**Work request A**: According to the text on types of abuse, how can neglect by others lead to malnutrition?
**Work request B**: Can you turn the paragraph of the text on types of abuse that begins "Emotional and psychological abuse can be" into a short bulleted list that keeps its main facts?
**Work request C**: Reproduce word for word the stretch of the text on types of abuse from "Emotional and psychological" through "all financial decisions.".

**Given text**:
###

Physical abuse is when someone hurts another person with deliberate harm by hitting throwing burning or slapping signs of physical abuse can be bruising, cuts, broken bones or other injuries. Sexual abuse is when someone is persuaded or forced to be involved in sexual activities or are encouraged to act in inappropriate ways. Signs of sexual abuse can be self harm, change in appearance, behaviour changes e. g. becoming withdrawn committing crimes.
Emotional and psychological abuse can be any act that affects mental wellbeing or that it’s leading someone to believe something will happen, this can include bullying, being ignored, humiliated or manipulated in to doing something. Signs for this type of abuse can be low confidence, unable to trust, difficulty forming relationships. Financial abuse is when someone mistreats or uses fraud to control another with their finances forcibly. This can be by stealing, preventing them from working or by taking control of all financial decisions.
Signs of financial abuse are unpaid bills, no money for food, clothing or medicine or money missing from the bank. Institutional abuse is failure of an organization to provide appropriate and professional service to vulnerable people e. g. policies and procedures, poor care standards, things that may take away choice, dignity and rights. Signs of abuse maybe inflexible and non negotiable routines, lack of consideration of dietary requirements.
Self neglect is when people fail to attend their basic needs such as personal hygiene, feeding or failing to tend to medical conditions they have signs may include, Malnourishment, Dehydration, Confusion, Inappropriate, clothing or Under or over medication. Neglect by others is the failure to provide adequate care, nutrition, medical care or any other needs they are unable to do for themselves. Signs of this type of abuse may include over sedation, bed sores deprivation of meals causing malnutrition and untreated medical conditions.

###

**Recorded information**:
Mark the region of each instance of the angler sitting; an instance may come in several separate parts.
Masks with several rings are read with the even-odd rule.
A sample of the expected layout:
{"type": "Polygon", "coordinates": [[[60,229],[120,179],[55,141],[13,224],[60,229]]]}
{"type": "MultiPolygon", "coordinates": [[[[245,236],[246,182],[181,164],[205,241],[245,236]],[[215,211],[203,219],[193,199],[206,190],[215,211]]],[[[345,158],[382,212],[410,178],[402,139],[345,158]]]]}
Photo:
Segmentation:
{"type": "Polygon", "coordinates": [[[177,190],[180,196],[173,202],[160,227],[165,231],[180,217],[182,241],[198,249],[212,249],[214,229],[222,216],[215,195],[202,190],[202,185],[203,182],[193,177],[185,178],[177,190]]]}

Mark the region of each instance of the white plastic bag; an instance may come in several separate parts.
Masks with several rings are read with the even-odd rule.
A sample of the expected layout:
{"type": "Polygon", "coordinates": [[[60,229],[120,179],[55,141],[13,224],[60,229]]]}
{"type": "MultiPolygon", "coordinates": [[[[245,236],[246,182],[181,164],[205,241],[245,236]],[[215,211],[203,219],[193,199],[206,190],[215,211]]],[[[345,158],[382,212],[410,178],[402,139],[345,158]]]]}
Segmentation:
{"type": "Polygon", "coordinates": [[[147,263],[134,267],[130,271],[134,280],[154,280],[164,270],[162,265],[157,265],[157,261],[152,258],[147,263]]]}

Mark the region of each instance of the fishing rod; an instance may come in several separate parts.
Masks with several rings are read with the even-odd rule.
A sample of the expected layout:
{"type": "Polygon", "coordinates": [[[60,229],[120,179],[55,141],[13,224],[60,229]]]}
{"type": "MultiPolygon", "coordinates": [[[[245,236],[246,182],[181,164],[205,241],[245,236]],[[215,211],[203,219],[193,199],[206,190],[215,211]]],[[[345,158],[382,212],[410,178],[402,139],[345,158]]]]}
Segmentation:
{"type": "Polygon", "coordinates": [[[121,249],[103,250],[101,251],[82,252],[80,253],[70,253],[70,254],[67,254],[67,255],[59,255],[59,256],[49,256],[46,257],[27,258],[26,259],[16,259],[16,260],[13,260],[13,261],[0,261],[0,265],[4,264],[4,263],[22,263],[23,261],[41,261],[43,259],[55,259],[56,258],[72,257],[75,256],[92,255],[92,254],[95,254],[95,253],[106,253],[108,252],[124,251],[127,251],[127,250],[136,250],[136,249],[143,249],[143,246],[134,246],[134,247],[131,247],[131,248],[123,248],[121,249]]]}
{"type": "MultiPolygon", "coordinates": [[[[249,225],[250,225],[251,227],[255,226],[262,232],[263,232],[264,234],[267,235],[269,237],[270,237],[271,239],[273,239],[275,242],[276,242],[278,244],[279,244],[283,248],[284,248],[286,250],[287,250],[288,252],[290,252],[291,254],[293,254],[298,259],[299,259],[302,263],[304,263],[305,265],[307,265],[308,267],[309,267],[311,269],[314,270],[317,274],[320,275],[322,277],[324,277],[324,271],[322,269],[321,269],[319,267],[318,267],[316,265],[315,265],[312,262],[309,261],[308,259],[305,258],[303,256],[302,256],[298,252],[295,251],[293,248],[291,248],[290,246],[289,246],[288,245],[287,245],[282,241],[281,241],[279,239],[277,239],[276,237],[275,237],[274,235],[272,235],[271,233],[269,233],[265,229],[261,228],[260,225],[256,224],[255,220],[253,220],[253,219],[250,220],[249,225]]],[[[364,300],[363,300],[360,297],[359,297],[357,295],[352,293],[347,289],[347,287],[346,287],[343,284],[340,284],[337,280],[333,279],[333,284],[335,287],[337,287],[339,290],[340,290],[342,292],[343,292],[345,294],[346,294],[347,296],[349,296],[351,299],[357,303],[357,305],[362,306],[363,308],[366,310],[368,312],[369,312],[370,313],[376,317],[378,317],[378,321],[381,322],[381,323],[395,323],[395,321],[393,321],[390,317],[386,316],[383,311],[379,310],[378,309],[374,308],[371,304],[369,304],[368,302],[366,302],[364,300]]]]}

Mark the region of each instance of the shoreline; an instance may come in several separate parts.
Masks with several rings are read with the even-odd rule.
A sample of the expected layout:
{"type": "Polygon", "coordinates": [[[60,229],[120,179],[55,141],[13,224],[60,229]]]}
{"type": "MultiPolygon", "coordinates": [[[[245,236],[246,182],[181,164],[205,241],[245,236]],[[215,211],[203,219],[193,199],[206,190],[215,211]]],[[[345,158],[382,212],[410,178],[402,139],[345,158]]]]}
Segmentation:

###

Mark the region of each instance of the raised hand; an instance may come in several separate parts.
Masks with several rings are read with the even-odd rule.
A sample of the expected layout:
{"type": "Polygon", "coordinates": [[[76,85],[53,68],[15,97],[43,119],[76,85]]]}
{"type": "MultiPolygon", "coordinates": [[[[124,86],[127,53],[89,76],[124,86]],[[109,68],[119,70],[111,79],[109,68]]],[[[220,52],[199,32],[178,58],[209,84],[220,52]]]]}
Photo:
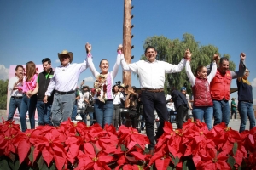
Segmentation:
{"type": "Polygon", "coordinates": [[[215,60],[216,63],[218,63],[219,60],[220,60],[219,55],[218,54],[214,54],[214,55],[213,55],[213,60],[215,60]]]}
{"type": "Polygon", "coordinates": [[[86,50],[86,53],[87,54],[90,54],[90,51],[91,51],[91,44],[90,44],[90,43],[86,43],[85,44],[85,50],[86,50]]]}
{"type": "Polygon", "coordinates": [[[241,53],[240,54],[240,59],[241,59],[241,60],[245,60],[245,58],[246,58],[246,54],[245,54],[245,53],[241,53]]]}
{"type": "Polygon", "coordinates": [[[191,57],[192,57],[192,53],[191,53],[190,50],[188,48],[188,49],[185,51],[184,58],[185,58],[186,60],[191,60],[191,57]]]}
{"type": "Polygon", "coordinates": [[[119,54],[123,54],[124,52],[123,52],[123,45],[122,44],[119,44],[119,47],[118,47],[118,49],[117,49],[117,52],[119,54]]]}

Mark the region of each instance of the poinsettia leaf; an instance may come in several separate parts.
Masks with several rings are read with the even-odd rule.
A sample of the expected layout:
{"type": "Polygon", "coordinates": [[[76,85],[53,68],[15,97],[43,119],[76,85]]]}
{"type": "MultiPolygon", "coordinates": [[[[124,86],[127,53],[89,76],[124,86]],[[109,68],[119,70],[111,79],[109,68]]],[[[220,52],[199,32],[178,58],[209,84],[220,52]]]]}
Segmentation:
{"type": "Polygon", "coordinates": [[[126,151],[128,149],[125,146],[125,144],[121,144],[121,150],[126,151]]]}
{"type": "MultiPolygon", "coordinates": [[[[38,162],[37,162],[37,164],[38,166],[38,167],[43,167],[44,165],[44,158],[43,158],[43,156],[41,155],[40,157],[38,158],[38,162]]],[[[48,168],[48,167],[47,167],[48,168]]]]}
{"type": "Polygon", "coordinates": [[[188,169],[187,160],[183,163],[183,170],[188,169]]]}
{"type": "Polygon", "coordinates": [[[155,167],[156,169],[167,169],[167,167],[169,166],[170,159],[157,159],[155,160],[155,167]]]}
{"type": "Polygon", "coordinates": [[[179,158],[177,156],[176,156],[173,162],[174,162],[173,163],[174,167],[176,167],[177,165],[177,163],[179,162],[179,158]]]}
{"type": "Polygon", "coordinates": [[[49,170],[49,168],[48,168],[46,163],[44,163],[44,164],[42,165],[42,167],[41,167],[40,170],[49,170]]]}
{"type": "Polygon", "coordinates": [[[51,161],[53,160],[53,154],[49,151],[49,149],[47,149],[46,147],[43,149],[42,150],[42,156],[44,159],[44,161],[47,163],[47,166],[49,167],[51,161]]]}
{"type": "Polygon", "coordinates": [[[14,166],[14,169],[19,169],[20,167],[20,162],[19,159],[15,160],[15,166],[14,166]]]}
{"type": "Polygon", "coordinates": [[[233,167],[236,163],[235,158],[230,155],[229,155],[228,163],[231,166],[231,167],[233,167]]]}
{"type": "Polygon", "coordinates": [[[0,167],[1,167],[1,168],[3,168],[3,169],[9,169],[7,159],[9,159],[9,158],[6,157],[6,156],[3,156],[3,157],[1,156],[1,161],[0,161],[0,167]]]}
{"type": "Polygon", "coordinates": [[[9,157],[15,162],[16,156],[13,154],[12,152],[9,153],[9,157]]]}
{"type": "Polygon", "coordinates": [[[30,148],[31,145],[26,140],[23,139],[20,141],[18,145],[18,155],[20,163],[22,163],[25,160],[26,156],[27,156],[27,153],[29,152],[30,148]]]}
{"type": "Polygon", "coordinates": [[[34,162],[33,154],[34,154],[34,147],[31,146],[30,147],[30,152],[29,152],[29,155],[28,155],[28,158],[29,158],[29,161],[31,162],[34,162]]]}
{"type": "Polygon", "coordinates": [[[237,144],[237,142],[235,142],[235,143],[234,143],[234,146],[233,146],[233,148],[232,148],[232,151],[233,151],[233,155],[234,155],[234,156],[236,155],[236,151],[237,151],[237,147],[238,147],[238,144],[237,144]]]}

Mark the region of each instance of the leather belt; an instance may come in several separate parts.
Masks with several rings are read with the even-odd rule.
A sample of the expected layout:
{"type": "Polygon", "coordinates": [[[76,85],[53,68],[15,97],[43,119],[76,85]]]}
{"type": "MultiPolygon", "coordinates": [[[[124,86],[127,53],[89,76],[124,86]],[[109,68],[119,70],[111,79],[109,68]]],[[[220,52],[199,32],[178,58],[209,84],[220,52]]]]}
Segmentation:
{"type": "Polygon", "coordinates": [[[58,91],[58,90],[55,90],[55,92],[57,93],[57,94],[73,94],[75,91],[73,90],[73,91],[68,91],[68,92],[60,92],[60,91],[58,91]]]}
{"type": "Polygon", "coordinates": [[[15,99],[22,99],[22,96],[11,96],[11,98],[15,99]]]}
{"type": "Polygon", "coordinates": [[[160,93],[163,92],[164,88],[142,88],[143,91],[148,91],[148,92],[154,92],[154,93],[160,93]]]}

###

**Exercise response A**: The text lists deprivation of meals as a sign of neglect by others and says it causes malnutrition. Neglect by others means failing to provide adequate care and nutrition that a person cannot provide for themselves.

**Exercise response B**:
- Emotional and psychological abuse: any act that affects mental wellbeing or leads someone to believe something will happen, such as bullying, being ignored, being humiliated or being manipulated into doing something.
- Signs of emotional and psychological abuse: low confidence, inability to trust, difficulty forming relationships.
- Financial abuse: mistreating someone or using fraud to forcibly control their finances.
- Forms of financial abuse: stealing, preventing the person from working, taking control of all financial decisions.

**Exercise response C**:
Emotional and psychological abuse can be any act that affects mental wellbeing or that it’s leading someone to believe something will happen, this can include bullying, being ignored, humiliated or manipulated in to doing something. Signs for this type of abuse can be low confidence, unable to trust, difficulty forming relationships. Financial abuse is when someone mistreats or uses fraud to control another with their finances forcibly. This can be by stealing, preventing them from working or by taking control of all financial decisions.